-- start of MATERIAL SUPPLIED --

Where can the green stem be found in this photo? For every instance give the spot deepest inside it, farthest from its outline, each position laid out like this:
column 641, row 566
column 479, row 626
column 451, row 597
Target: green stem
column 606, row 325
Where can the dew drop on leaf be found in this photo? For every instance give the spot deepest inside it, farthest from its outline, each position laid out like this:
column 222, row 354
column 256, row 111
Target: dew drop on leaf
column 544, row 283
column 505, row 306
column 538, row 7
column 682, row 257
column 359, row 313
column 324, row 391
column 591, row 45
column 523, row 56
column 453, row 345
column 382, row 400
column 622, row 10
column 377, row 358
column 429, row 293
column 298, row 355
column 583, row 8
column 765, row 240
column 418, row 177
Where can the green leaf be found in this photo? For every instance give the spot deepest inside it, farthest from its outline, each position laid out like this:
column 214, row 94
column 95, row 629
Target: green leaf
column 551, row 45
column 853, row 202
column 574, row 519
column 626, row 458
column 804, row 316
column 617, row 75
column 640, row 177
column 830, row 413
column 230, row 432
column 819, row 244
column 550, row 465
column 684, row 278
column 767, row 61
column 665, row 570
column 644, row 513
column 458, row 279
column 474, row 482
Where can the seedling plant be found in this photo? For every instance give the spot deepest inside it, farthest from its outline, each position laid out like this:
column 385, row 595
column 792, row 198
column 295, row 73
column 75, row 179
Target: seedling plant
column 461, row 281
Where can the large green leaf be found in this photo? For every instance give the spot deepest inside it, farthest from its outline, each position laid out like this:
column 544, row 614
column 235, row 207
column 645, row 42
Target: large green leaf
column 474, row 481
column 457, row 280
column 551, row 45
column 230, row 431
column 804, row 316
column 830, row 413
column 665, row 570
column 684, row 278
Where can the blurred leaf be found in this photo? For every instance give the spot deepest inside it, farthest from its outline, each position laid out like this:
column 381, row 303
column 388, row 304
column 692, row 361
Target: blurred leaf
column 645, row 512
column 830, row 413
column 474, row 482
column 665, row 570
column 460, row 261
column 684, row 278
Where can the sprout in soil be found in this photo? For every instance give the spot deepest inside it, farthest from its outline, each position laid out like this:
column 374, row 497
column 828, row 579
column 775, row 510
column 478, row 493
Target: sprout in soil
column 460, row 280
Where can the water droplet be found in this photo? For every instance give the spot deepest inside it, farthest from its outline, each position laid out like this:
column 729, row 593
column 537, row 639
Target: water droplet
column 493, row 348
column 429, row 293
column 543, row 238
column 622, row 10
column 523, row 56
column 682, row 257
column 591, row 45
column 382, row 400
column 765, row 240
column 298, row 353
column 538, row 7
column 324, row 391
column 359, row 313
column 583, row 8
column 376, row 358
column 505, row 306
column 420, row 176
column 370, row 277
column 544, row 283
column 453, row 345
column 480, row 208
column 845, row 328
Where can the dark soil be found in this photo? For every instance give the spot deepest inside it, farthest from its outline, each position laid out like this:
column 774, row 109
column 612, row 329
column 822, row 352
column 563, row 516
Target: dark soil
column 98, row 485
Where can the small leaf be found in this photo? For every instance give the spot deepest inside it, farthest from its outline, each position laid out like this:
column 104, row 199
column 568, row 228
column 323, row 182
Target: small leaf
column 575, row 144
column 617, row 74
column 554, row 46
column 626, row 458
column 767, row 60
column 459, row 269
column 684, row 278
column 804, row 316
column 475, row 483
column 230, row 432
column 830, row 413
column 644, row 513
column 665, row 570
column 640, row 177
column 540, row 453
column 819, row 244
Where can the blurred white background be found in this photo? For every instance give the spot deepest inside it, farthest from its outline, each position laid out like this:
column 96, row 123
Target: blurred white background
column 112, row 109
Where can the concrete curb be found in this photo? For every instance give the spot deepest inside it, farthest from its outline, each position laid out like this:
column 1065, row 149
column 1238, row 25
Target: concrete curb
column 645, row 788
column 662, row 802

-- end of MATERIAL SUPPLIED --

STATED TASK -
Reproduce the records word for word.

WRITTEN REPLY -
Where can the green stem be found in this photo? For every instance give the spot deepest inside it, farthest from its outline, each position laid out like this:
column 641, row 566
column 479, row 626
column 451, row 597
Target: green stem
column 606, row 325
Where can the dew drop on leaf be found in this photo? For every instance give the spot deepest inside it, farthest from its outline, each position laid out like this:
column 222, row 354
column 256, row 111
Target: dew drop on leaf
column 544, row 283
column 505, row 306
column 538, row 7
column 682, row 257
column 359, row 313
column 324, row 391
column 591, row 45
column 523, row 56
column 453, row 345
column 382, row 400
column 622, row 10
column 377, row 358
column 429, row 293
column 298, row 355
column 583, row 8
column 765, row 240
column 418, row 177
Where can the green leaf be found in this photo? For every instance give the spot deepest inside it, farthest from its outline, each position laid out like this:
column 214, row 94
column 95, row 629
Target: green leaf
column 551, row 45
column 853, row 202
column 574, row 519
column 626, row 458
column 804, row 316
column 617, row 75
column 640, row 177
column 830, row 413
column 230, row 432
column 819, row 244
column 550, row 465
column 684, row 278
column 767, row 61
column 665, row 570
column 644, row 513
column 458, row 279
column 474, row 482
Where can the seedling plant be found in this photo? For every instance give the spot deepest inside it, farthest from its outline, each position laid out like this:
column 385, row 595
column 792, row 198
column 295, row 73
column 75, row 179
Target: seedling plant
column 461, row 281
Where can the large green leaf be found in this photo? For every instance give the spot deepest inside it, farthest from its outline, each position laid out like this:
column 544, row 614
column 235, row 207
column 645, row 42
Target: large green leaf
column 474, row 481
column 457, row 280
column 551, row 45
column 230, row 431
column 804, row 316
column 830, row 413
column 665, row 570
column 684, row 278
Where can the blurred leaf be found in this photo? For every instance give the spot deepest inside it, farthest from its outline, each position laid out like this:
column 381, row 303
column 388, row 304
column 692, row 361
Target: blurred leaf
column 645, row 512
column 830, row 413
column 474, row 482
column 665, row 570
column 460, row 261
column 684, row 278
Where can the sprout in soil be found in this photo? For every instance give the spot deepest inside it, farthest from its outline, each position laid out like this:
column 374, row 497
column 828, row 579
column 775, row 510
column 478, row 493
Target: sprout in soil
column 460, row 280
Where can the water droplet be found in this photo? For every instance give the spot deepest inside it, farthest from its outline, each position laid out like this:
column 729, row 593
column 537, row 639
Target: water droplet
column 493, row 348
column 429, row 293
column 543, row 238
column 622, row 10
column 523, row 56
column 682, row 257
column 591, row 45
column 382, row 400
column 765, row 240
column 298, row 353
column 538, row 7
column 324, row 391
column 359, row 313
column 583, row 8
column 376, row 358
column 505, row 306
column 420, row 176
column 370, row 277
column 544, row 283
column 453, row 345
column 480, row 208
column 845, row 328
Where can the dark soil be found in this photo? For every instance give the spot deepest inside it, farthest from its outline, each position laid out like this:
column 774, row 109
column 612, row 329
column 822, row 352
column 563, row 516
Target: dark soil
column 98, row 485
Where can the small leaf be found in this photo? For every instance give the spot deepest inside it, farthest from its outline, each position laid out like this:
column 104, row 199
column 568, row 228
column 323, row 182
Target: small leaf
column 575, row 144
column 617, row 74
column 554, row 46
column 626, row 458
column 767, row 60
column 459, row 269
column 684, row 278
column 804, row 316
column 475, row 483
column 230, row 432
column 830, row 413
column 644, row 513
column 665, row 570
column 640, row 177
column 540, row 453
column 819, row 244
Where can the blurred white background be found in this photo? For every instance give the spot deepest inside it, farthest from its outline, each position laid out like this:
column 96, row 123
Target: blurred white background
column 112, row 109
Where can the concrete curb be found in this photo? For every instance give the spot deepest inside it, farthest from its outline, each position laid out like this:
column 1065, row 149
column 1238, row 25
Target: concrete curb
column 645, row 788
column 662, row 802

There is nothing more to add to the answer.